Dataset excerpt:

──────

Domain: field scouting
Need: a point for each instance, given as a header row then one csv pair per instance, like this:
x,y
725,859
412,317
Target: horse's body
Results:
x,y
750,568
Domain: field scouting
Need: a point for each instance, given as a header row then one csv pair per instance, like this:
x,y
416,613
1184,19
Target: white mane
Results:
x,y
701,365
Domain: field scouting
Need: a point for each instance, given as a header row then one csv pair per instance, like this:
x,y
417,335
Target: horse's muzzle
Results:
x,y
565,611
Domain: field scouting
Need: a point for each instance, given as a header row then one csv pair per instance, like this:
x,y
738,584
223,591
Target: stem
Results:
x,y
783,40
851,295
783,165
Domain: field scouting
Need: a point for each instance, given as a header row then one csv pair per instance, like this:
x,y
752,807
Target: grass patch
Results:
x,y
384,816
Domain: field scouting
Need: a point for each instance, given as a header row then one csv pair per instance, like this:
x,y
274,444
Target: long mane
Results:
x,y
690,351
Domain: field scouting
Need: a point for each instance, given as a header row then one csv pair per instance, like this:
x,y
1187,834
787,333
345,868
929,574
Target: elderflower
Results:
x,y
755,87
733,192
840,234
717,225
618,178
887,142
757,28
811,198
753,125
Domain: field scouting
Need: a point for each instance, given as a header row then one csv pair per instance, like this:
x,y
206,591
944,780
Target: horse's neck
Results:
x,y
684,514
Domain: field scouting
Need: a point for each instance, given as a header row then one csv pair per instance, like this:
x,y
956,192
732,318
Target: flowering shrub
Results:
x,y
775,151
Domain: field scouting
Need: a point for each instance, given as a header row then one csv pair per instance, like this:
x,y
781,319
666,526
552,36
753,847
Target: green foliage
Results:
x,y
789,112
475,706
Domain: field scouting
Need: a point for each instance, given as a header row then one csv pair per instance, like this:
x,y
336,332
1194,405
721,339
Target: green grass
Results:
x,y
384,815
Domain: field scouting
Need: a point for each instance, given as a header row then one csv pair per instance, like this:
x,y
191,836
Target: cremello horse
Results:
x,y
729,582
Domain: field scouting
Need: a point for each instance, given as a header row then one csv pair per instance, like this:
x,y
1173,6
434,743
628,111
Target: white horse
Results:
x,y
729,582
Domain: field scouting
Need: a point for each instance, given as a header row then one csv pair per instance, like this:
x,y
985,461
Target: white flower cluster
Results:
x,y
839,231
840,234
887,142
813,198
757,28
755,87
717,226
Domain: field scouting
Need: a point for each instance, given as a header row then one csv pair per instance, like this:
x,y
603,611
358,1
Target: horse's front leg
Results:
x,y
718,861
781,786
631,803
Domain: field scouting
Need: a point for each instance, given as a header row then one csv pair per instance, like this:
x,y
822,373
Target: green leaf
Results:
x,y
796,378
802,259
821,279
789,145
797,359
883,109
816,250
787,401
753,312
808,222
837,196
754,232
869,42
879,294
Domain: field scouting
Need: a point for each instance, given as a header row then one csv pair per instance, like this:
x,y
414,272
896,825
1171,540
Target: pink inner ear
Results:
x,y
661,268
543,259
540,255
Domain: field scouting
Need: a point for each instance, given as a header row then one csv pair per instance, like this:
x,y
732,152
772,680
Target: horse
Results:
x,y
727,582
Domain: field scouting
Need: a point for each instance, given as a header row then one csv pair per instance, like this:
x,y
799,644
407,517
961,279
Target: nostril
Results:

──────

# PROBLEM DESCRIPTION
Transcribe the whole listing with nothing added or left out.

# OUTPUT FOR THIS TASK
Domain: field scouting
Need: a point for each instance, given as a header row then one csv pair per instance, like this:
x,y
725,859
412,317
Target: horse's body
Results:
x,y
750,568
Domain: field scouting
Need: a point for each instance, given as a header row then one csv pair per instance, like this:
x,y
416,613
1184,19
Target: white mane
Results:
x,y
701,365
Domain: field scouting
Need: a point for each instance, given as a header row then one csv pair per instance, like this:
x,y
417,335
Target: horse's muzzle
Results:
x,y
565,611
Domain: field scouting
Need: a point for each instance, given as a header row then one csv pair per instance, like this:
x,y
738,584
223,591
Target: stem
Results:
x,y
783,40
851,295
783,165
Domain: field scouting
Need: a point for each instance, given as a header row then one csv pair per instance, like this:
x,y
752,807
Target: grass patch
Results:
x,y
384,816
Domain: field scouting
Need: a point for each instance, given as a header row then one csv pair per instance, like this:
x,y
274,444
Target: long mane
Results:
x,y
690,351
Domain: field scouting
Need: a point for each instance, given as a header row then one csv pair per instance, like this:
x,y
1187,834
787,333
345,868
929,574
Target: elderflower
Results:
x,y
755,87
733,192
840,234
717,225
618,178
887,142
757,28
811,198
753,125
Domain: field scouting
Need: a point for each instance, given as a header row then one csv pair per instance, like this:
x,y
206,591
944,780
Target: horse's neck
Results:
x,y
684,514
Domain: field scouting
Need: a point for each instance, given as a header row then one csv pair per instance, like this:
x,y
956,192
732,318
Target: flowering shrub
Results:
x,y
775,151
Domain: field scouting
Need: a point for each instance, given as a header row then one csv pair per instance, like this:
x,y
781,319
666,526
552,36
753,847
Target: green foliage
Results:
x,y
789,112
475,706
Domain: field scouting
Need: a point for each instance, given as a header row then one csv pair per instance, like this:
x,y
336,332
1194,405
721,339
Target: green grass
Results:
x,y
384,815
Domain: field scouting
Need: a point for each instance, given as a header row then one csv pair per instance, like this:
x,y
191,836
Target: cremello horse
Results:
x,y
729,582
Domain: field scouting
Need: a point for each instance, given as a header row then one csv pair per instance, like this:
x,y
1173,6
434,743
628,111
Target: white horse
Results:
x,y
729,582
Domain: field scouting
Need: a point for each instance, given as a header row then one csv pair per instance, like this:
x,y
985,461
Target: white flower cluster
Results:
x,y
839,231
840,234
887,142
813,198
757,28
755,87
717,226
Domain: field scouting
Need: a point for each instance, given as a header row then one csv pair per instance, like this:
x,y
603,611
358,1
Target: horse's front leg
Results:
x,y
718,861
781,786
631,803
Domain: field scouting
Need: a point for each instance, given as a header row then one csv pair per instance, like this:
x,y
822,373
Target: green leaf
Results:
x,y
796,378
802,259
821,279
789,145
797,359
883,109
816,250
787,401
753,312
808,222
837,196
754,232
869,42
879,294
Domain: field scouting
Need: a point for each instance, given as a header row then one csv pair per instance, like this:
x,y
414,272
896,825
1171,540
Target: pink inner ear
Results:
x,y
661,268
543,259
540,255
Domain: field scouting
Need: a point for each instance, given as a header row then one csv pair per instance, like this:
x,y
732,152
772,680
Target: horse
Results:
x,y
727,582
Domain: field scouting
Need: a point for each instance, given as a header row then one csv pair per instance, like this:
x,y
799,644
407,517
961,279
Target: nostril
Results:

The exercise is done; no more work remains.